→ **Task instructions**:
Apart from the pictures, return every line of the listing exactly.
───── Input records
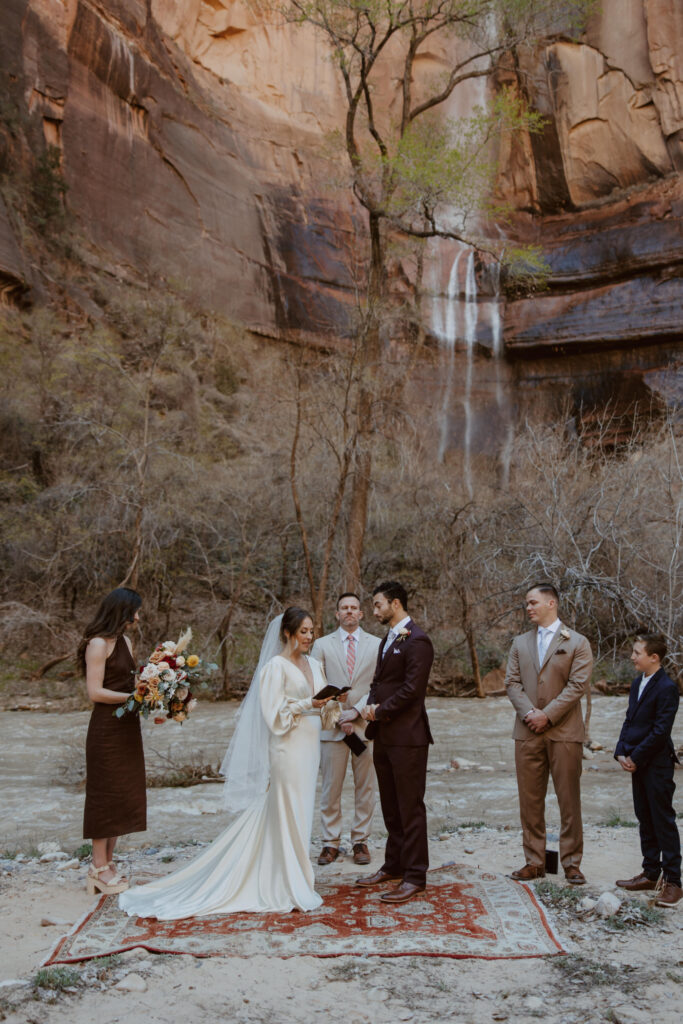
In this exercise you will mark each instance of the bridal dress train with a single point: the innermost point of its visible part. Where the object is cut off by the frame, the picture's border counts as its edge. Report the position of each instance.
(260, 862)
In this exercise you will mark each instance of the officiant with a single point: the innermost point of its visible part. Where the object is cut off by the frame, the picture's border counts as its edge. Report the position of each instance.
(348, 656)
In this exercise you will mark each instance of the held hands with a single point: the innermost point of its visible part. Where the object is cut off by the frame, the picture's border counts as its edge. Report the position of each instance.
(345, 720)
(321, 704)
(537, 721)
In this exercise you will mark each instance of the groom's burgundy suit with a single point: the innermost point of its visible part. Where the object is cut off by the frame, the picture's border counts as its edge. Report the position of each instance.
(401, 736)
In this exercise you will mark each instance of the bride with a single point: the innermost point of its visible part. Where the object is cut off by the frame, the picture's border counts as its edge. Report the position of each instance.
(261, 861)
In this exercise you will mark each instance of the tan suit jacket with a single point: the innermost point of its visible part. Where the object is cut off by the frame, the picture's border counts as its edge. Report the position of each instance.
(554, 687)
(330, 652)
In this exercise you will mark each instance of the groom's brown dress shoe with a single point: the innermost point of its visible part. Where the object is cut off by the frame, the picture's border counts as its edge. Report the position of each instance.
(574, 876)
(328, 854)
(401, 893)
(378, 879)
(638, 884)
(360, 854)
(528, 872)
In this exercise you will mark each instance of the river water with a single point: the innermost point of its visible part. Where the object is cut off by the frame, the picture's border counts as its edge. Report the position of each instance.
(41, 758)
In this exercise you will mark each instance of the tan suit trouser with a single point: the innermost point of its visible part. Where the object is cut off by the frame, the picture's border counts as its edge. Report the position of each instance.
(536, 758)
(334, 758)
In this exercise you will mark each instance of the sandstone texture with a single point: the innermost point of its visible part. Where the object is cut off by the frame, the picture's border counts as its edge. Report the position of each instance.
(194, 137)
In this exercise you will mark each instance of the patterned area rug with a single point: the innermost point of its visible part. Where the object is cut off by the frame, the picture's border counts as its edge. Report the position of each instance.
(463, 912)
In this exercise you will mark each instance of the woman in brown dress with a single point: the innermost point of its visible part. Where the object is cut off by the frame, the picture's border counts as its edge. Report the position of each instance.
(115, 787)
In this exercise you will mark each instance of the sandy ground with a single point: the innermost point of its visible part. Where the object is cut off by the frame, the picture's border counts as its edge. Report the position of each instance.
(617, 971)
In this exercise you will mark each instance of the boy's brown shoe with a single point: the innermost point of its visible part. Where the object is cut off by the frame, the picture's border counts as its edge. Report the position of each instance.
(638, 884)
(670, 895)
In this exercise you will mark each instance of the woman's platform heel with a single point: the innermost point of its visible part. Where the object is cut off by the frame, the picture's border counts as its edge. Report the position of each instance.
(94, 884)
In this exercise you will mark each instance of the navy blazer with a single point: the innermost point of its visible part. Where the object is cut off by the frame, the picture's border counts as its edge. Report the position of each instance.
(646, 729)
(398, 687)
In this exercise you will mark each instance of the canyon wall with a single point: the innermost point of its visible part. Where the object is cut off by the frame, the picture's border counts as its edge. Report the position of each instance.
(195, 141)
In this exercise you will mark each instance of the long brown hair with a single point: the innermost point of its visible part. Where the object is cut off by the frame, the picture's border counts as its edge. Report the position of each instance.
(114, 613)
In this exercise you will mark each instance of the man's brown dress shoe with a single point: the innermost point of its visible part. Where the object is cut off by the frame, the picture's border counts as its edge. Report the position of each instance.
(378, 879)
(401, 893)
(574, 876)
(328, 854)
(360, 854)
(528, 872)
(670, 895)
(638, 884)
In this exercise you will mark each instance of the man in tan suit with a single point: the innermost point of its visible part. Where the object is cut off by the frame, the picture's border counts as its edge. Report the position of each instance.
(549, 670)
(348, 656)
──────────
→ **Exercise response**:
In this exercise you will mark each instance of the bridal dress train with a single point: the innermost point of its visible part. Where the object is cut off by the frame, the picture's border counts as its edge. Report the position of each instance.
(260, 862)
In this exercise you will mark each instance of the officiant with a single point: the innermost point of its visible part. Where the object is cut off by the frame, the picture's border counts as its edge. Report the position of each instance.
(348, 656)
In this exercise you will mark each instance of the held hands with a single point: the innermost point of its visible part. Where the object is cut off by the frame, the picture's border counts as its edge. Report the position of each instance.
(345, 720)
(321, 704)
(537, 721)
In this exercise you will mark each instance of the groom's burgundy suit with a single point: the innermost point of its visible part. Where the object is cut off by the frame, the picture's border counts as its edge. Report the position of each instance.
(401, 736)
In this exercise you will mark each instance of the bride with a single point: the innermost point of its visible part. Where the object is cut off by the frame, the picture's border counts as its edge. Report the position of each instance.
(261, 861)
In this exercise you will mark each instance of the tan suit jacket with a single point: the innermost point of its visible part. Where the object is cut off by the frame, the picture's border counts as its edge. Report the position of each instance.
(554, 687)
(330, 652)
In this exercise you will mark each instance of the groom's brown dress shoe with a single point: the innermost point of its visible part. Where the object is cut off by the frame, the picture's border counts as its edge. Report the position of each instance.
(574, 876)
(328, 854)
(401, 893)
(378, 879)
(638, 884)
(360, 854)
(528, 872)
In this exercise you will mark each instance of the river water with a single point: the innermost point of its visible part. Where the object is cut off by the frame, the picture's border counts as its edge. Report the position of each instance.
(41, 758)
In this exercise you will mark each instance of the tan suit trouser with a single point: the innermost point of its visible part. Where the object is cut off by the frame, the picture's border counts as its edge. Report the position of each instance.
(536, 758)
(334, 758)
In this exercise you will mark each instance of the sandstone texture with a single point: the innermost point of its visible part. Where the object is cut off by the frame, the picture's border counts as its edge. Report the position of each instance.
(194, 137)
In this exercise you will mark each instance of the patterned area rug with a single point: the innermost point of its visible part. Where the object is cut off by the frame, the picture's border counts as its edge. Report the position of each instance.
(463, 912)
In this exercise you will mark each instance of the woman in brown dress with a single point: the innermost point of its visible part. Where the object is cut off by the frame, the picture's border counts as its edge. Report the position of each instance.
(115, 787)
In this exercise you will mark each instance of the sandy ground with a single point: the innermost point of its visible part. Where the object is cut off by the frame, the picture's border counts as its edge. Report the position of each instance.
(617, 971)
In this exercise you will mark each instance of the boy's brown shoe with a single point: the innermost point of its visible part. Where the object is cut off by the frame, the picture's border counts as its edge. Report the position of each instance.
(638, 884)
(670, 895)
In this exercise you will mark each instance of the woman's platform heel with a single point: the innermost point of its visible part. Where the object is cut off by the frame, the picture's border counts as its edge. Report the position of each instance.
(94, 884)
In this exercise you will mark each instance of the navy blazer with a single point: the innermost point of its visible part. Where the object is cut off by the frame, the picture's border counts as its edge. Report the position of each instance.
(646, 729)
(398, 687)
In this exercise you will mark each instance of the canyon wall with a single point: the innermost point of its visible part. Where the object is cut off by the frame, the picture's border counts as its edge. Report the position of each instance.
(195, 141)
In this exercise you will mark each instance of the long brown hair with a single point: the innermost point of its visible part. Where the object is cut off by the frame, the picture's border counts as its edge. Report the position of each instance.
(114, 613)
In this exercise you will mark each instance of the man's brown dress shoe with a single point: the innermost point of its visible part. Where the object is cut off by the frame, the picture's border counts as its edge. Report the position of each instance.
(378, 879)
(401, 893)
(574, 876)
(328, 854)
(360, 854)
(528, 872)
(670, 895)
(638, 884)
In this exercise you will mark each instance of the man in tan suit with a single point: the innermost point of its visible part. Where the object is cut off by the frame, the picture's border counts as its edge. Report the position of each instance.
(549, 670)
(348, 656)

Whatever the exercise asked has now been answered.